§ Text block
********

CSV.read: why do String columns show up as PooledArrays?

I’m opening a simple .CSV file with CSV.read with no parameter modifiers. The returned DataFrame is fine and describe(df) gives me the correct element types, which are all Int64 or Strings.

When I try to onehot-encode the String attributes the function fails because the String attributes are not Strings inside the function. When I examine the attribute with typeof(df.prev_campaign_outcome) I get:

PooledArrays.PooledArray{String,UInt32,1,Array{UInt32,1}}

How has Julia made this decision? Why does describe() return the eltype as String but internally has converted the attribute to PooledArray? How can I force Julia to leave well enough alone?

Why does it seem Julia is trying too hard?

First of all, it’s not Julia, it’s CSV.jl.

Second, I’m not sure what you mean by

Indeed, PooledArrays.PooledArray{String,UInt32,1,Array{UInt32,1}} should have an eltype of String which you should be able to confirm. It ought to work just like any other AbstractVector{String}. Could you be more specific about the problem it’s causing?

As to why CSV.jl constructs columns like this, it is common for tables to have string-valued columns with a number of possible values much smaller than the number of rows. In such cases, it’s much more efficient to use a PooledArray, which is sort of like a simple dict.

1 Like

Here’s the onehot-encoder function I wrote. It’s now failing by saying the return value “onehot” is not defined.

********

§ Provided data

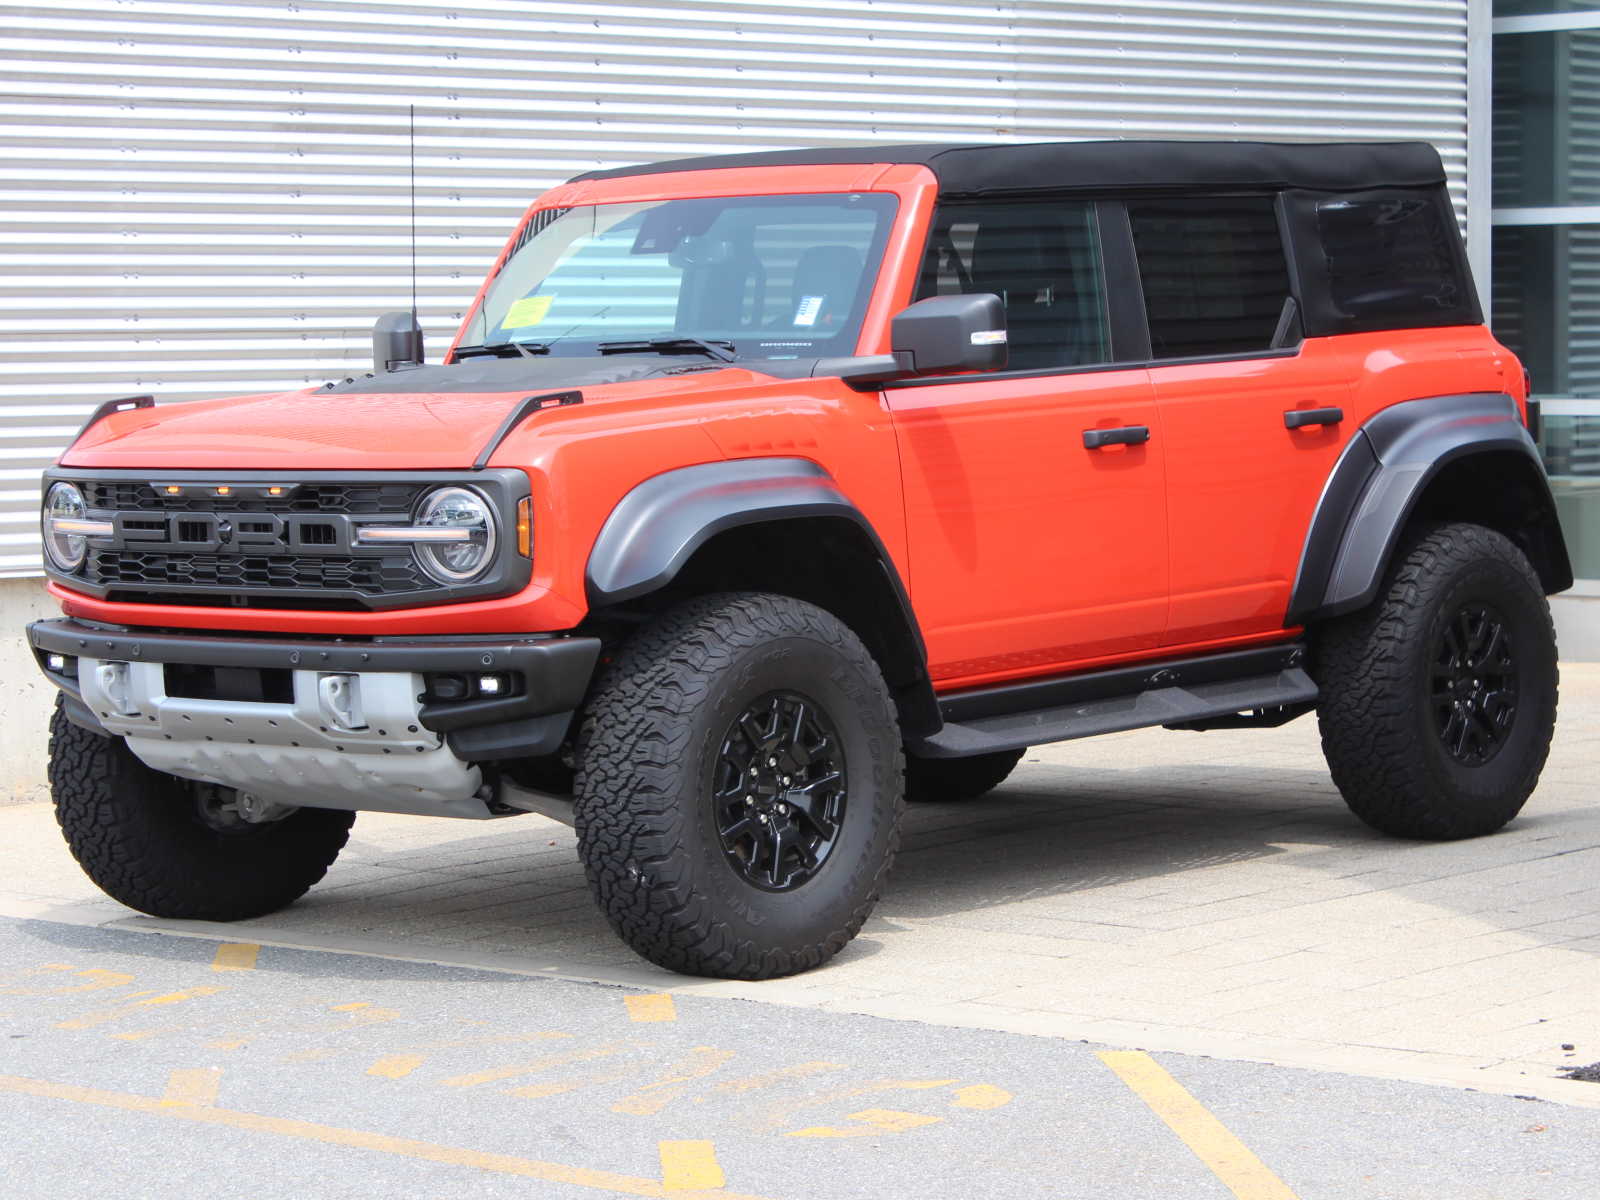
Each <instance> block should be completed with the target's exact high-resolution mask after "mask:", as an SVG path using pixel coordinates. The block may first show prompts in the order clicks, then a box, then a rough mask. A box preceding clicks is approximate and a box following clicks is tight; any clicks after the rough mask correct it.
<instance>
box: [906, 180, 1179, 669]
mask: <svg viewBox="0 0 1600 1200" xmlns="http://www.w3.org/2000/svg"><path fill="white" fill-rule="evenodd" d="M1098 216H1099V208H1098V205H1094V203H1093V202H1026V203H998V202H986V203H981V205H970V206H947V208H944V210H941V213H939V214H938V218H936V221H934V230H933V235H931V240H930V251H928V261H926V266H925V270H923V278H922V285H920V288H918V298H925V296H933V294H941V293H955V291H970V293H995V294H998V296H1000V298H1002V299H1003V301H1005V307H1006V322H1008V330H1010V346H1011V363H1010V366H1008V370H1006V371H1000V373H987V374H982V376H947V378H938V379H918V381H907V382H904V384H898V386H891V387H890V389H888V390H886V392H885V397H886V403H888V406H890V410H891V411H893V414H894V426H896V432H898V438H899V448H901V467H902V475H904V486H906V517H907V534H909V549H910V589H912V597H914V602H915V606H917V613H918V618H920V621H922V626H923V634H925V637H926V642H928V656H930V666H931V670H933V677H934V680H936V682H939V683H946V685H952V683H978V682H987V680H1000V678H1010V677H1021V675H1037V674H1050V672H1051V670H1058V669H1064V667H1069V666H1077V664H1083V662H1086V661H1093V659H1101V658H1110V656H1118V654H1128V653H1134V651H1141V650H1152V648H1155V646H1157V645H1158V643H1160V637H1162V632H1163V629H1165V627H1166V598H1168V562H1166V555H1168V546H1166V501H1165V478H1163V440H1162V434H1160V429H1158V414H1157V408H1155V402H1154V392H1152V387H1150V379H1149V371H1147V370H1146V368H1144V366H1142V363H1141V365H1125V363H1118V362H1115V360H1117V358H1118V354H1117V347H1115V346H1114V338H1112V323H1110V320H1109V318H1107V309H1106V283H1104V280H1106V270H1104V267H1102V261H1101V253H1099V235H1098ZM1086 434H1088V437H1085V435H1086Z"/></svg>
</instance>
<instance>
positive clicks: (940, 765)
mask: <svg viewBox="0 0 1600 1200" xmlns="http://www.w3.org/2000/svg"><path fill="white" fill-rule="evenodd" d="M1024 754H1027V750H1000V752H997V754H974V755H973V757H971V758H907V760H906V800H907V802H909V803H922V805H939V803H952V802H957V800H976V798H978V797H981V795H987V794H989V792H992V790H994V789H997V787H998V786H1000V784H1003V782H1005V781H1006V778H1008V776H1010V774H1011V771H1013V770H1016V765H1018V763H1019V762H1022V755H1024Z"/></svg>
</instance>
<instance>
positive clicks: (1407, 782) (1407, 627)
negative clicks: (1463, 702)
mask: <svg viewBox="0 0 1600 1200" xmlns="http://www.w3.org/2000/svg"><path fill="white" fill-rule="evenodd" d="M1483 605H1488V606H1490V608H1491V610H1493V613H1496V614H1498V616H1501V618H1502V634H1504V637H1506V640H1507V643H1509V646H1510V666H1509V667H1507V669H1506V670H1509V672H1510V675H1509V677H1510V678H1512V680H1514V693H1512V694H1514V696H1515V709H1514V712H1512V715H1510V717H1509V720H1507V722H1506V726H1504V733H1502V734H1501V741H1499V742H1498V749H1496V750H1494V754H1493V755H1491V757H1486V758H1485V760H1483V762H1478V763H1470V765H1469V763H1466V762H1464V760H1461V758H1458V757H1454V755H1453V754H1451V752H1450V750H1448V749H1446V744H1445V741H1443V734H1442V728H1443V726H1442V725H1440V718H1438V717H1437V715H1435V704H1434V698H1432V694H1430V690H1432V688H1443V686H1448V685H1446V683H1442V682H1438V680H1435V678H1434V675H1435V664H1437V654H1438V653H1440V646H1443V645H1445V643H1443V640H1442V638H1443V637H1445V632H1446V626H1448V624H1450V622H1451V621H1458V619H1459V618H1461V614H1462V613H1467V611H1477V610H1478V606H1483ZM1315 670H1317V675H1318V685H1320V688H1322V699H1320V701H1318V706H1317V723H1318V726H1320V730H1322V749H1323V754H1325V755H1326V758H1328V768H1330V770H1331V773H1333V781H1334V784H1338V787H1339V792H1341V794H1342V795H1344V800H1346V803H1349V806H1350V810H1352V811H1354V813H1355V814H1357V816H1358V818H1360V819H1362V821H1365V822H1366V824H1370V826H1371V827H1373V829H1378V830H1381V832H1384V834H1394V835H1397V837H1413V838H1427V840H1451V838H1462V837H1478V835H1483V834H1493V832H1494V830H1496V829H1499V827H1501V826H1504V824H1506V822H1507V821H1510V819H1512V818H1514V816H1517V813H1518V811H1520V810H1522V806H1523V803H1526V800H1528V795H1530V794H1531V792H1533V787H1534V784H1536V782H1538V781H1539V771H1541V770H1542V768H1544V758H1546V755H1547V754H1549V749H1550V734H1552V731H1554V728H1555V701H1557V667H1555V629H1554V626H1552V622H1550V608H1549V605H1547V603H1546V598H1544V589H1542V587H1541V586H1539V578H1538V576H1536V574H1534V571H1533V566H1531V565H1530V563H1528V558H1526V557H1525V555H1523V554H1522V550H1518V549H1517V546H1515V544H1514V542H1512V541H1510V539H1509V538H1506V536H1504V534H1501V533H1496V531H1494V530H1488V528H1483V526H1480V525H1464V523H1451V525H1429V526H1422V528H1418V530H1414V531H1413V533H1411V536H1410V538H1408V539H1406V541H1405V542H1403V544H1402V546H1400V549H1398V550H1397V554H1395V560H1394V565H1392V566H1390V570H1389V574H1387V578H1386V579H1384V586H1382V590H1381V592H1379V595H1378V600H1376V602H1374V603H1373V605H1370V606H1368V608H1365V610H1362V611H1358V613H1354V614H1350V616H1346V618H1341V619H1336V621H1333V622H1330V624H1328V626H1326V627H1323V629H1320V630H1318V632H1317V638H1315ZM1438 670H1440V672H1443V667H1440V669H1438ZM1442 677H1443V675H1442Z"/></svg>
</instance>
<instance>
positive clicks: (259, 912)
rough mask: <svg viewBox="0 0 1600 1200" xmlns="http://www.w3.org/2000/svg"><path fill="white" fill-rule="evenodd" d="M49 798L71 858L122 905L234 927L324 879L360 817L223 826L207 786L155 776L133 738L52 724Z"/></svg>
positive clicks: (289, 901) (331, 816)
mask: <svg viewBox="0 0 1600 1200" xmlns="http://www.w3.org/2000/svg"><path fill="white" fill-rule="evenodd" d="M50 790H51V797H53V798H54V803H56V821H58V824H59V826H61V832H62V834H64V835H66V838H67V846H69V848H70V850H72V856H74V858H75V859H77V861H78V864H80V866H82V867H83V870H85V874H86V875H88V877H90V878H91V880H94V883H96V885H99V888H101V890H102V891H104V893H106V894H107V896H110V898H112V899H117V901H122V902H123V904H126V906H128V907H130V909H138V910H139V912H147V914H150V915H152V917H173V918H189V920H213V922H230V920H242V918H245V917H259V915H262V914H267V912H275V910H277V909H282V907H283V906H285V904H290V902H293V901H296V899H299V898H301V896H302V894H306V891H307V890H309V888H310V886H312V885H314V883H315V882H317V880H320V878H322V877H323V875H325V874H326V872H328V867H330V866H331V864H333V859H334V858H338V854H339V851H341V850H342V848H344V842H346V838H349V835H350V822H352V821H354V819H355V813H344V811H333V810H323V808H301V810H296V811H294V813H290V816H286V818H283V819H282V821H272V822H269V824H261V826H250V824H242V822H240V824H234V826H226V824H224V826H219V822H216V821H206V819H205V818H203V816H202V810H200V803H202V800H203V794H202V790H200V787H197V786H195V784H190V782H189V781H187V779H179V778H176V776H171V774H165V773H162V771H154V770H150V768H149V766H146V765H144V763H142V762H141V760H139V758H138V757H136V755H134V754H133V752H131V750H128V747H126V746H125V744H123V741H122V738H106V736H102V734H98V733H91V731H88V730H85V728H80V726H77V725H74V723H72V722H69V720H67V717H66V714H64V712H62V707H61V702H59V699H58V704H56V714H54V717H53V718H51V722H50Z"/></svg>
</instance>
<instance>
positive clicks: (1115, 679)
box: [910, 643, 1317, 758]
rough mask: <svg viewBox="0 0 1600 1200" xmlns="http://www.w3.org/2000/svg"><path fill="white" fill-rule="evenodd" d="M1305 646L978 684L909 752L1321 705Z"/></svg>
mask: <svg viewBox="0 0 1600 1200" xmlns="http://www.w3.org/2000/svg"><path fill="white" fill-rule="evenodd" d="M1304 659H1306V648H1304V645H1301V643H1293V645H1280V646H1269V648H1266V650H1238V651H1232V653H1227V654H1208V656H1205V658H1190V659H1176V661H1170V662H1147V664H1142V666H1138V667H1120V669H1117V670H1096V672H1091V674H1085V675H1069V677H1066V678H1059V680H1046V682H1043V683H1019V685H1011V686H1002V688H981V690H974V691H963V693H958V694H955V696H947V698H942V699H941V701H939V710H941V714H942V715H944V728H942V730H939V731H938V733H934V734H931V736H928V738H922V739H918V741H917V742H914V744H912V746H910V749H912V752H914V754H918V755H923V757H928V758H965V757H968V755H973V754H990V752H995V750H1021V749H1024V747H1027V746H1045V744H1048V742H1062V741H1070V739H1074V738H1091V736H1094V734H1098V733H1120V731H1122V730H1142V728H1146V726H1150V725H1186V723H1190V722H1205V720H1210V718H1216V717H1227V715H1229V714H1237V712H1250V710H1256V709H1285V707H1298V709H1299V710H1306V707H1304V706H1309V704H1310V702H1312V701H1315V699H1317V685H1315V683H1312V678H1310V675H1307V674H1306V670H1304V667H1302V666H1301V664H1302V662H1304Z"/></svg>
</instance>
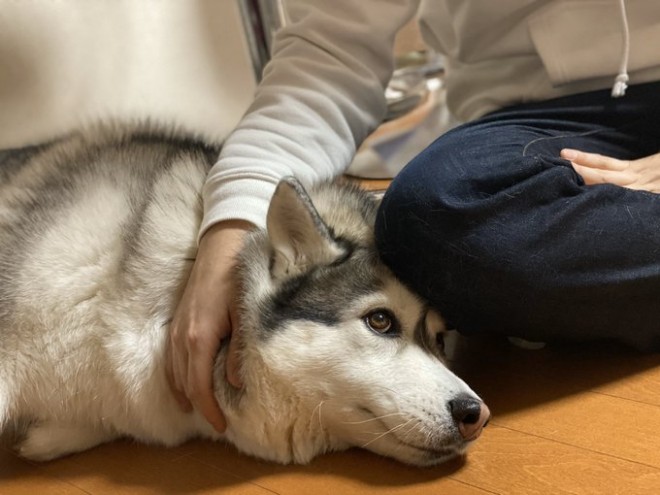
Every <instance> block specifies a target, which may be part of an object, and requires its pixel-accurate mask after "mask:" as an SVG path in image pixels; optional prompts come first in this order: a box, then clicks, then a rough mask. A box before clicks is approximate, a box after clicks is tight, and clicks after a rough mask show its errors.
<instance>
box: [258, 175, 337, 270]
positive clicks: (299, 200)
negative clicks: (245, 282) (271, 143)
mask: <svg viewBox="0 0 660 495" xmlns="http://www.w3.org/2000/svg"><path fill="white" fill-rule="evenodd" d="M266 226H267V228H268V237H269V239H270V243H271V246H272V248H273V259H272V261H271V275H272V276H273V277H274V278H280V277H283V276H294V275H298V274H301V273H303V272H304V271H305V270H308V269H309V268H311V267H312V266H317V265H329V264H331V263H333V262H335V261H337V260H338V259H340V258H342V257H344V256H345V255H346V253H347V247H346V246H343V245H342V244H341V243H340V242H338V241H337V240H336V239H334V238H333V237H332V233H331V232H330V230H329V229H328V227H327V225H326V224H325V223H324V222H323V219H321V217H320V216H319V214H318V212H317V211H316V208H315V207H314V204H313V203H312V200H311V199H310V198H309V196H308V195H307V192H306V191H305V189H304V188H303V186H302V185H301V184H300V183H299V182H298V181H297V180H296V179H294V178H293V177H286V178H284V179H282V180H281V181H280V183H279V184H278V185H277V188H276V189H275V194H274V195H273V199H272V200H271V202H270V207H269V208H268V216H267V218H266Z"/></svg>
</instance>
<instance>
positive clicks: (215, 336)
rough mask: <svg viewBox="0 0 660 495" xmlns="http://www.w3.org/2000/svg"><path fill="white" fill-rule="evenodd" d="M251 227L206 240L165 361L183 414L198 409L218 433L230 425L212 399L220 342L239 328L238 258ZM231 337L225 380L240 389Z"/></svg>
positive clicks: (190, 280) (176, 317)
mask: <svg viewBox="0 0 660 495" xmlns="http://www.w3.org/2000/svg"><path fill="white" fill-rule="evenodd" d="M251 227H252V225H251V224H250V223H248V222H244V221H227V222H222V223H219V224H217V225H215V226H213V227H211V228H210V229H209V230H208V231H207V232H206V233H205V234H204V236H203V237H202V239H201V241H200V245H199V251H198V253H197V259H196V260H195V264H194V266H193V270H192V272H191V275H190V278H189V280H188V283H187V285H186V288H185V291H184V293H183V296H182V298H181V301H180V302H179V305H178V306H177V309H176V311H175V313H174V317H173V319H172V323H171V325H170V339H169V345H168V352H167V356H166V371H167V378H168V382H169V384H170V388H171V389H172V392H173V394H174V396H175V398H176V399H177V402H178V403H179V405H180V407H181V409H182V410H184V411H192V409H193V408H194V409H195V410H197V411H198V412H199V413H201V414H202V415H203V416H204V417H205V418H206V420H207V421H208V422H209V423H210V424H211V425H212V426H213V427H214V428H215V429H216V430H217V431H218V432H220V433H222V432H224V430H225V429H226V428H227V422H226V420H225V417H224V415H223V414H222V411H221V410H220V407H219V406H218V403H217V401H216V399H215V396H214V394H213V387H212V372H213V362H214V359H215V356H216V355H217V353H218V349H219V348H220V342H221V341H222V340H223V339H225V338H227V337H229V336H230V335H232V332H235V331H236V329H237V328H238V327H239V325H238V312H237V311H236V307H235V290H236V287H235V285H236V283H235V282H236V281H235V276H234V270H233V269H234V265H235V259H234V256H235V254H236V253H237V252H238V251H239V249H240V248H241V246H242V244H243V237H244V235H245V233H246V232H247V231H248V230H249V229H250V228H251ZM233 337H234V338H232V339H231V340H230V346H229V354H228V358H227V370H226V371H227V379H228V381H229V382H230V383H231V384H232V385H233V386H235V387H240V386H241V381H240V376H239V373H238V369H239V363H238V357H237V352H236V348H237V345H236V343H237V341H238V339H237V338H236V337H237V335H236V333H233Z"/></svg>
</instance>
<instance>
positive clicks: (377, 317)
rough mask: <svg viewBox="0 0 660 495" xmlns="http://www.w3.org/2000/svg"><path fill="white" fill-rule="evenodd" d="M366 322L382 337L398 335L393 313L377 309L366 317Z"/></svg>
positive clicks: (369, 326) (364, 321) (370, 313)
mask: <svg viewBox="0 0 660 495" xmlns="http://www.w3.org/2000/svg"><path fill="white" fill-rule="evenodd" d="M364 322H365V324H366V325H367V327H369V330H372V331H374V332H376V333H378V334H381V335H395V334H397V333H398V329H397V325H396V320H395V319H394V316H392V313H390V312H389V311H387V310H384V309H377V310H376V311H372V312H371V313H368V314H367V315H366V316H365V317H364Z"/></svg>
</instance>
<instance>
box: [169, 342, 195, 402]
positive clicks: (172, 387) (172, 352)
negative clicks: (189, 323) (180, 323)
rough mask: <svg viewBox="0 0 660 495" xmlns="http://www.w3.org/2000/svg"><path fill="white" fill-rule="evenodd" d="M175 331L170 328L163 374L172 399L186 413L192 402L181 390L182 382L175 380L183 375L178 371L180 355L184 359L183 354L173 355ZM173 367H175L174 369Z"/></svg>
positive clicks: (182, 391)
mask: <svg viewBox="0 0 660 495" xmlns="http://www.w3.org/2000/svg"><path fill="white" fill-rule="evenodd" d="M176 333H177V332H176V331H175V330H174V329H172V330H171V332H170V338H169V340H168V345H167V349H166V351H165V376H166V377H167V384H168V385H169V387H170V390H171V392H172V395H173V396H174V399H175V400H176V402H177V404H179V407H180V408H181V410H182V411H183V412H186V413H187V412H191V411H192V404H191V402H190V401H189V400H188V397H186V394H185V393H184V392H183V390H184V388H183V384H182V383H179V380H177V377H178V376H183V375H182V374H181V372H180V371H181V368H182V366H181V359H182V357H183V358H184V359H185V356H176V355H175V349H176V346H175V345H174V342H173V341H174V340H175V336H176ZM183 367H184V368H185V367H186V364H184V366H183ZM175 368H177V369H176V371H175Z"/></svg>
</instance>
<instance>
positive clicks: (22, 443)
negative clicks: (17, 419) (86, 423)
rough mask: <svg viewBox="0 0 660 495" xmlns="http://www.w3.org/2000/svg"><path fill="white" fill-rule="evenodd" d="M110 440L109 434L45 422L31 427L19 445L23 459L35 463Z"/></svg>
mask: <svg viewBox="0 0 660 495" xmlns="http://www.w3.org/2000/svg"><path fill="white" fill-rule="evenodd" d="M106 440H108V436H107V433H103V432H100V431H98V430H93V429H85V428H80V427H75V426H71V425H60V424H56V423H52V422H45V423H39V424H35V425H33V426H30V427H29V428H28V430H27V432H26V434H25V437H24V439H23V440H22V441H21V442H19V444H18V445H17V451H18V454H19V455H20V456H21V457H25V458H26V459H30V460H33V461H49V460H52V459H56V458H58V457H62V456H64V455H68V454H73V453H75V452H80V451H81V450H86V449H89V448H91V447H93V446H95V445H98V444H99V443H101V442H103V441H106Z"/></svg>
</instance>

********

Carry on the forum thread about CSV.read returning PooledArray columns, starting right after its last sentence. The records have no connection to the forum thread about CSV.read and PooledArrays.

function onehotenc(df::DataFrame)

    # Loop to develop onehot-encoding
    for col in eachcol(df)
        
        # Can we determine if the column is a String and only encode it if it is?
        if col isa String
            
            # How long is the current column we're going to onehot-encode?
            len = length(col)

            # Save the unique values (or Set) and how many there are for our initial zeros matrix
            vals = unique(col)

            # Set up the Dict key-value pairs to save the Boolean operation results
            # For each val in vals make that val a key (:key) with 
            # and fill that column with Boolean falses to begin with
            dict = Dict(Symbol(val) => falses(len) for val in vals)

            # Once the Dict is populated convert it to a DataFrame
            onehot = DataFrame(dict)

            # Change the value from 0 to 1 in the zero DataFrame based on whether the unique value matches the original DF
            for (i, v) in enumerate(col)
                # At the row and col of the current enumerated col value, set the value to true
                # EX: In the onehot DF at row 1, column :A set equal to true
                # EX: In the onehot DF at row 2, column :B set equal to true
                onehot[i, Symbol(v)] = true
            end
        end
    end
    
    return onehot
    
end

You’ll want to change if col isa String to if eltype(col) isa String, or even better, if eltype(col) isa AbstractString.

The type of col will never be String because it is a vector of Strings, so you need to test the element type of that vector.

1 Like

Thanks, David. I blundered that comparison.

Any thoughts on why the function returns “UndefVarError: onehot not defined”?

Take a look at the scoping part of the documentation. You are defining the onehot variable inside a loop, and then it won’t be visible outside of the loop.

Even if that worked with our scope rules, it’d still be a bug. You’re generating a new dictionary for each and every column of strings, clobbering the last one you created. It’d probably make sense to just specify which column you want to one-hot encode as a second argument to the function.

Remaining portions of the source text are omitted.